= TEXTO DE ORIGEM =
☆ ☆ ☆

O acidente só não foi mais grave porque a radiação se espalhou numa vasta área. Na própria usina, seu nível era tão alto que os bombeiros e outros técnicos receberam doses letais de radiação em alguns minutos.

Acidentes ocorrem todos os dias e o que cabe analisar é o que diferencia o de Chernobyl de outros (como a queda de aviões) e quais foram as suas conseqüências.

A primeira - extremamente negativa - é que elas atingem não apenas as vítimas diretas, mas também milhões de pessoas situadas a grandes distâncias e que poderão sofrer as seqüelas da exposição à radioatividade muitos anos depois - até mesmo seus descendentes poderão ser atingidos.

A segunda é que o acidente forçou uma reanálise do papel que a energia nuclear deve ter na sociedade moderna como fonte de energia e a busca de alternativas. O horror provocado pelo acidente de Chernobyl reavivou a memória do holocausto de Hiroshima e Nagasaki e contribuiu para pôr um freio na expansão de energia nuclear no mundo todo: desde 1986 não foi iniciada a construção de nenhum reator nuclear nos Estados Unidos e em vários países da Europa, como a Alemanha e a Suécia, decidiram desativar ao longo dos anos os que possuíam; outros abandonaram esta opção, como a Itália.

Por essa razão, a indústria de construção desses reatores atravessa uma grande crise há 20 anos. Só nos Estados Unidos é que se tenta, agora, fazer "renascer" a energia nuclear, alimentada por grandes subsídios.

A terceira são as conseqüências políticas na União Soviética (URSS). São muitos os que acreditam que o desastre de Chernobyl tenha influído decisivamente na decisão do então secretário-geral do Partido Comunista, Mikhail Gorbachev, de tentar abrir a sociedade soviética por meio da "perestroika".

☆ ☆ ☆

= DADOS FORNECIDOS =
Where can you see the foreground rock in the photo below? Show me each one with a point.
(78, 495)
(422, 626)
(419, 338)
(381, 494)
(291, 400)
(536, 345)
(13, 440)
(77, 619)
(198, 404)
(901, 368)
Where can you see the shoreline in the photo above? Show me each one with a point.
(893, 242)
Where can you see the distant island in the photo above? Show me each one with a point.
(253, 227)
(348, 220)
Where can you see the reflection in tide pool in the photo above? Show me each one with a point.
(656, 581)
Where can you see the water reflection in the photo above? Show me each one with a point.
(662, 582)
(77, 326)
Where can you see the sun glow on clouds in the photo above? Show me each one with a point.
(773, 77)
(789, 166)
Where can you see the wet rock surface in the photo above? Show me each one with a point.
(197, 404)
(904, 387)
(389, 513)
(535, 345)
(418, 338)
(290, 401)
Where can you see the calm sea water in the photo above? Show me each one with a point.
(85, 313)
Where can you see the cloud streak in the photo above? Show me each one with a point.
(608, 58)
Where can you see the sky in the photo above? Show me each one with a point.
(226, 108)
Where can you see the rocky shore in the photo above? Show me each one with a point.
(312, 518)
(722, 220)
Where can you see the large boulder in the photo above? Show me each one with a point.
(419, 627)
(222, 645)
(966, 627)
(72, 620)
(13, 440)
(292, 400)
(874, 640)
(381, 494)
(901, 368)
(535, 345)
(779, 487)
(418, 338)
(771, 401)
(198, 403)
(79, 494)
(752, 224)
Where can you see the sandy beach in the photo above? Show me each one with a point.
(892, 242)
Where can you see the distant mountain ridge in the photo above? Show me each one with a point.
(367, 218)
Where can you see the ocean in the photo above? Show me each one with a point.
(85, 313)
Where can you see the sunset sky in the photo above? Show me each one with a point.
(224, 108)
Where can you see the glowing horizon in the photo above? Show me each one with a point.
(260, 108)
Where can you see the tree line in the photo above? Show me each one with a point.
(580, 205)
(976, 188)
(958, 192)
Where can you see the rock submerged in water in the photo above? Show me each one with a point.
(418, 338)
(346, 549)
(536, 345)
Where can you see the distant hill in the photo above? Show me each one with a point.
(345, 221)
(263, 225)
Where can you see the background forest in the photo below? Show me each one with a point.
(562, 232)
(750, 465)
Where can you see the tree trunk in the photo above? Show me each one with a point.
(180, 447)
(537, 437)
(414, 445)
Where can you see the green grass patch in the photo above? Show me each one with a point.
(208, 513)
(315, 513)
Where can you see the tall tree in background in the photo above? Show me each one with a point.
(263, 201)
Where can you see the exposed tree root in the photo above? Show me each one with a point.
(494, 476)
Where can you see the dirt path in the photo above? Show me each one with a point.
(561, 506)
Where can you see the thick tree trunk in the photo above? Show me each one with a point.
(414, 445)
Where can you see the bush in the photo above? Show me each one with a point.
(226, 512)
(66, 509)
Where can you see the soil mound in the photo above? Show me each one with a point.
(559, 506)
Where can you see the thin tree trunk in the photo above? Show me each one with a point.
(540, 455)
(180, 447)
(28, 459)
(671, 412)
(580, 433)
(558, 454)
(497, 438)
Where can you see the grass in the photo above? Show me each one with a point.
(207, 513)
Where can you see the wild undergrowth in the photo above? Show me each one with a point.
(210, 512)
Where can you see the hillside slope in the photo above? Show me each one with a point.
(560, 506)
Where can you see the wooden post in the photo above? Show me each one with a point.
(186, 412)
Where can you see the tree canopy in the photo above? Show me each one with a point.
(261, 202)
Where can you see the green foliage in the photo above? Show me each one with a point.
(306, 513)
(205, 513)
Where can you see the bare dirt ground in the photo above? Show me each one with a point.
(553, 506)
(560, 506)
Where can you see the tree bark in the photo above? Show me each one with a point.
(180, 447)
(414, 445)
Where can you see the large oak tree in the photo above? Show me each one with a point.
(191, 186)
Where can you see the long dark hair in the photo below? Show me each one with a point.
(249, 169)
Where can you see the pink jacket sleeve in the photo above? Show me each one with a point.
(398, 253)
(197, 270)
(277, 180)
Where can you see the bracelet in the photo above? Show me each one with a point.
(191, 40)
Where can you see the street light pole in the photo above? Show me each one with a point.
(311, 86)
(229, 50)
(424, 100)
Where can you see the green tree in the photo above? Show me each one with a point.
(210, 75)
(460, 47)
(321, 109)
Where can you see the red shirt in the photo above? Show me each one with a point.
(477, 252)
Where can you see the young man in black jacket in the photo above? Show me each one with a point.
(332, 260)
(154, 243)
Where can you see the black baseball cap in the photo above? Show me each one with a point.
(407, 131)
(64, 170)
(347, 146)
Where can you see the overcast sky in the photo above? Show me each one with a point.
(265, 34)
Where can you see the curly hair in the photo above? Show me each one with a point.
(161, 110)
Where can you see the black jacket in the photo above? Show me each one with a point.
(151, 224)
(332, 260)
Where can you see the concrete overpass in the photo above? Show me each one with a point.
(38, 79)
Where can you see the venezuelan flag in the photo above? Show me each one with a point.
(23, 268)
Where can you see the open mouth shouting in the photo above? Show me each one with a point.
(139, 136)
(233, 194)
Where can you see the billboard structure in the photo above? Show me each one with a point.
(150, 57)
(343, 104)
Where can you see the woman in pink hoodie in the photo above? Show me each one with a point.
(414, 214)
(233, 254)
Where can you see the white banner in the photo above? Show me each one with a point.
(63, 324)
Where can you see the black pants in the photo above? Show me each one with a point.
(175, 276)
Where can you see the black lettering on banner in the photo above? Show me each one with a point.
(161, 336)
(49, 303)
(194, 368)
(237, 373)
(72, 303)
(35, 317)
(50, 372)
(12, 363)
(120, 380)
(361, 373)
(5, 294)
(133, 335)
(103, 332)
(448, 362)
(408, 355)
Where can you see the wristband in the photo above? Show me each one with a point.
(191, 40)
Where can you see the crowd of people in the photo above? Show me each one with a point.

☆ ☆ ☆

= TAREFAS PROPOSTAS =
• 1. Responda a estas perguntas com base no texto sobre Chernobyl:
(a) Por que o acidente não foi mais grave?
(b) O que não acontece nos Estados Unidos desde 1986?
(c) Qual país é citado como tendo abandonado a opção pela energia nuclear?
• 2. Prossiga o texto sobre Chernobyl a partir da última frase.
Os dados não são necessários para estas tarefas.

= RESPOSTAS POR TAREFA =
• 1.
(a) Porque a radiação se espalhou numa vasta área.
(b) Não foi iniciada a construção de nenhum reator nuclear.
(c) A Itália.

• 2.
A dimensão do problema mostrou à população soviética que o todo-poderoso governo autoritário da União Soviética era incapaz de protegê-la. Em contraste, quando ocorreu um pequeno vazamento de radioatividade nos Estados Unidos, no reator de Three Mile Island, vários anos antes, toda a população foi alertada imediatamente e protegida. O próprio presidente Jimmy Carter se deslocou para o local do acidente para tranqüilizar as famílias atingidas. A incompetência que deu origem ao acidente de Chernobyl e a maneira canhestra como a burocracia soviética lidou com ele convenceram muitos de que não se estava enfrentando um "acidente", como uma colisão de trens, mas que o sistema era culpado por ele.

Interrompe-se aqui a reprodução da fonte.